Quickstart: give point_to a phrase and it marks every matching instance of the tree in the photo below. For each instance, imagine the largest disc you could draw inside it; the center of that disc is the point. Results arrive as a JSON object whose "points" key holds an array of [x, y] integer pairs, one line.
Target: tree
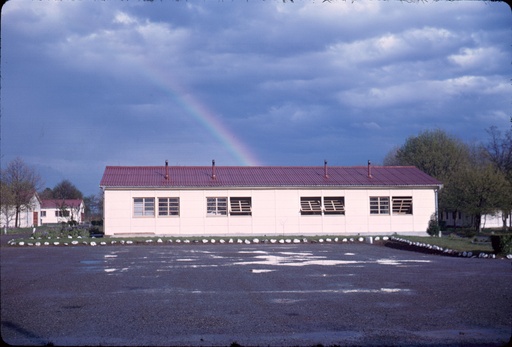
{"points": [[6, 203], [498, 151], [46, 194], [66, 190], [94, 206], [478, 191], [434, 152], [21, 182]]}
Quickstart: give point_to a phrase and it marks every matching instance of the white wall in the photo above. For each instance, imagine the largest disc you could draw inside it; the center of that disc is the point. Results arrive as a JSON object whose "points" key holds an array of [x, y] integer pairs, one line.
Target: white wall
{"points": [[274, 212]]}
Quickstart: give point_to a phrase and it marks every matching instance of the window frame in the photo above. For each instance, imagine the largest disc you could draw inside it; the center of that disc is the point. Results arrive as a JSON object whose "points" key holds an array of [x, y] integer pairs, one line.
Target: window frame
{"points": [[146, 203], [378, 205], [336, 208], [219, 209], [309, 209], [240, 206], [171, 206]]}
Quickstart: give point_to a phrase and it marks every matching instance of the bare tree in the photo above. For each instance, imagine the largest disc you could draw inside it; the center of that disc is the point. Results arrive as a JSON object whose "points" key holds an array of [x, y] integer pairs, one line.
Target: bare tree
{"points": [[7, 212], [21, 182]]}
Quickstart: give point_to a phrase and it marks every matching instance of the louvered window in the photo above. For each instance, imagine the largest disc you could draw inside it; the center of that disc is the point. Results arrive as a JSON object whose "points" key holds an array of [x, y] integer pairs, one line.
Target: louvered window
{"points": [[334, 205], [402, 204], [168, 206], [310, 205], [379, 205], [144, 207], [240, 206], [216, 206]]}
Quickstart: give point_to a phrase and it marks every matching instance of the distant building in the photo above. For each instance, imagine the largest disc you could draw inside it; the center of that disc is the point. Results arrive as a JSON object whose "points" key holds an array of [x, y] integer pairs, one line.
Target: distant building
{"points": [[62, 210], [234, 200], [461, 220]]}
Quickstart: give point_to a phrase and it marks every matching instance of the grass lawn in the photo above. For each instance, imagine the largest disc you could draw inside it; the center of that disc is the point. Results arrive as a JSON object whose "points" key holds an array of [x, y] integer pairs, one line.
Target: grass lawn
{"points": [[462, 244]]}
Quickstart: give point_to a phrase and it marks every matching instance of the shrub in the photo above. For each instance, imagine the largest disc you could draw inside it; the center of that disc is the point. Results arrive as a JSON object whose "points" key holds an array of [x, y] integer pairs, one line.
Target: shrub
{"points": [[502, 244]]}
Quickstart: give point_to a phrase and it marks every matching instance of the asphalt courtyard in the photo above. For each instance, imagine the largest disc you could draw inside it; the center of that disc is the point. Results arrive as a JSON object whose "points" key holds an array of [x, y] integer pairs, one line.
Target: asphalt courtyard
{"points": [[258, 294]]}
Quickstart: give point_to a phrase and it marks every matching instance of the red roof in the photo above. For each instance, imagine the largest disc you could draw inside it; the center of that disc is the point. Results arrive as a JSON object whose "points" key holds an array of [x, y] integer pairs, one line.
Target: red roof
{"points": [[264, 176], [59, 203]]}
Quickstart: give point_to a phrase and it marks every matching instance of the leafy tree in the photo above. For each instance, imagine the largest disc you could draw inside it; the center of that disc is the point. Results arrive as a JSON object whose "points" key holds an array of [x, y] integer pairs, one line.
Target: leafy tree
{"points": [[19, 182]]}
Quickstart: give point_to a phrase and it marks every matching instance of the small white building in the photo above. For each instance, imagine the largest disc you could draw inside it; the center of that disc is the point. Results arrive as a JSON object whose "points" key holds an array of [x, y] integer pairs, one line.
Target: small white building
{"points": [[62, 211], [462, 220], [259, 201], [28, 216]]}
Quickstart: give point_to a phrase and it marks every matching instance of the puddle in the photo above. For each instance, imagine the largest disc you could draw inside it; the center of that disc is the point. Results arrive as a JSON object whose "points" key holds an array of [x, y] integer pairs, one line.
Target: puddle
{"points": [[91, 262]]}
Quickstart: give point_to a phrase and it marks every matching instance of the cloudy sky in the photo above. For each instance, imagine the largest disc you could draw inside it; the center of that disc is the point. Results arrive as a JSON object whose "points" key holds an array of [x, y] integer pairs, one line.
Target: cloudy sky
{"points": [[87, 83]]}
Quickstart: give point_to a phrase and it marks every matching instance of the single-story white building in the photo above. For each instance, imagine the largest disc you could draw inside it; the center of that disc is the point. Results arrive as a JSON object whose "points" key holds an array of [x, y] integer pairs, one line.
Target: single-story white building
{"points": [[62, 211], [259, 201], [461, 220], [28, 215]]}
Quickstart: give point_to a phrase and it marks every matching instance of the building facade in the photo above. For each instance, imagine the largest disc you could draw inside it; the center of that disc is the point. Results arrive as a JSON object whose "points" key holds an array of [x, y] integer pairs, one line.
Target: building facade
{"points": [[57, 211], [258, 201], [28, 215]]}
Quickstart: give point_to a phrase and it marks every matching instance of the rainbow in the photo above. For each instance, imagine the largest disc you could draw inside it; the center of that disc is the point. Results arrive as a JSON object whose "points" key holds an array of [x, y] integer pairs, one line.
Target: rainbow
{"points": [[205, 117]]}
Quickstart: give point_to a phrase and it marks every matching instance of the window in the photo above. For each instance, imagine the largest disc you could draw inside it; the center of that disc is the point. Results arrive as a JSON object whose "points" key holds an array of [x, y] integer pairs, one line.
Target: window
{"points": [[62, 213], [402, 204], [168, 206], [334, 205], [216, 206], [144, 207], [310, 205], [240, 206], [379, 205]]}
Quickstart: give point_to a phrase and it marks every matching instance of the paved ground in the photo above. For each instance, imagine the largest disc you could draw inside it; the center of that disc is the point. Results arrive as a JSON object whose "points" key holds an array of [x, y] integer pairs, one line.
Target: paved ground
{"points": [[278, 295]]}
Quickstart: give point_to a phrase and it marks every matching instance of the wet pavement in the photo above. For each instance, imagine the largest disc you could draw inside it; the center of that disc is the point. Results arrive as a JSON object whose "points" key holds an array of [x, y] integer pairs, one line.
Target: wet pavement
{"points": [[259, 294]]}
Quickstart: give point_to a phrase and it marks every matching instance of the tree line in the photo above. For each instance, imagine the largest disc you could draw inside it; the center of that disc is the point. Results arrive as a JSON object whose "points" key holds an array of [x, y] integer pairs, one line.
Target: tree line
{"points": [[19, 183], [477, 178]]}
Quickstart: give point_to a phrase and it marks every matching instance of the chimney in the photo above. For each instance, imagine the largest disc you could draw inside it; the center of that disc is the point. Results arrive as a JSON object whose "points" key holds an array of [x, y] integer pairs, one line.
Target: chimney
{"points": [[213, 170], [166, 170]]}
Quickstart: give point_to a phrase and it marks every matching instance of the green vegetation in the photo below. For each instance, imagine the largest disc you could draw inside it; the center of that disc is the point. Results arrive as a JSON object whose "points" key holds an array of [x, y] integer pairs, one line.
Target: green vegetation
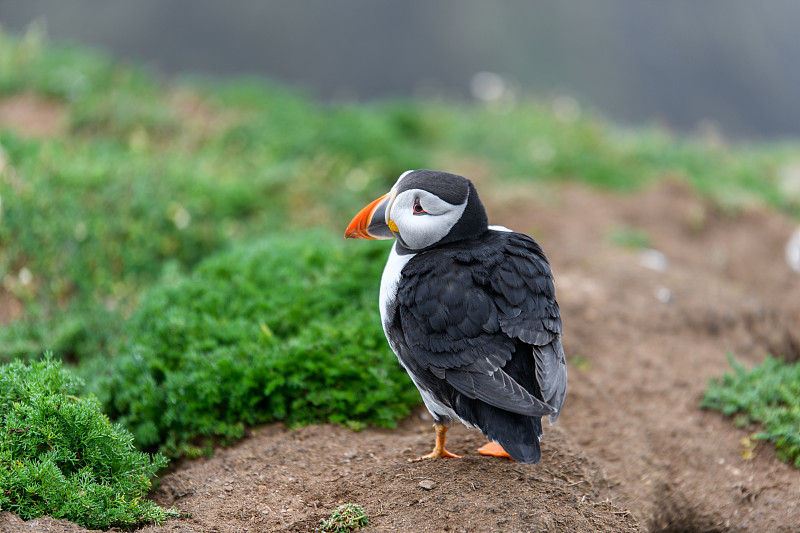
{"points": [[344, 519], [157, 239], [60, 456], [767, 395], [281, 329]]}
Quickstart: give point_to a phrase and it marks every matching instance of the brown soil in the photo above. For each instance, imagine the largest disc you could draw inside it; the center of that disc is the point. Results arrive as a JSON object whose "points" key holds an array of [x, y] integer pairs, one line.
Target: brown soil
{"points": [[632, 450], [30, 115]]}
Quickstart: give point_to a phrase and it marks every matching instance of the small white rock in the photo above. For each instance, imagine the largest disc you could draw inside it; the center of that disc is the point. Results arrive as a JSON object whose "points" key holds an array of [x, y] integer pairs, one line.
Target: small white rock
{"points": [[427, 484], [793, 251], [654, 260]]}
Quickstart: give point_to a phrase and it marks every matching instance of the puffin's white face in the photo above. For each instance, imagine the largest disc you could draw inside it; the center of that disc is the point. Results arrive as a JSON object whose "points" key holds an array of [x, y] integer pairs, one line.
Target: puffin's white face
{"points": [[424, 207], [420, 218]]}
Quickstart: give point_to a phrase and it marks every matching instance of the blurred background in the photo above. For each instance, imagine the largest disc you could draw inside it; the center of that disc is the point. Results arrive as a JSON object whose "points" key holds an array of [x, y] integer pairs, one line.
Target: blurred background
{"points": [[729, 66]]}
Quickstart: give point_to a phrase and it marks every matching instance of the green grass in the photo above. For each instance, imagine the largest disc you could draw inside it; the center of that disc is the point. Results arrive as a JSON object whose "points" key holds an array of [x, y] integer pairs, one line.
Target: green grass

----

What are the lines, exactly as written above, from the line with "Target: bare tree" to the line with "of the distant", both included? Output only those.

Target: bare tree
{"points": [[7, 212], [21, 182]]}
Quickstart: give point_to a phrase and it marks every matching instance of the louvered window in the photo above. For each instance, imagine the largest disc you could draw inside it; the center of that disc is the point. Results arrive as a JSON object whose "points" key holds an array of [x, y] integer pairs, one line.
Target: louvered window
{"points": [[334, 205], [402, 204], [168, 206], [310, 205], [379, 205], [144, 207], [240, 206], [216, 206]]}
Quickstart: give point_to a phrase and it marks every matching instance of the distant building in the photo above. For each instance, imagine the largest disc you could draw inside it; the center of that disc is the point. Results arrive as a JSON object whose "points" key holds an array of [x, y] integer pairs, one line.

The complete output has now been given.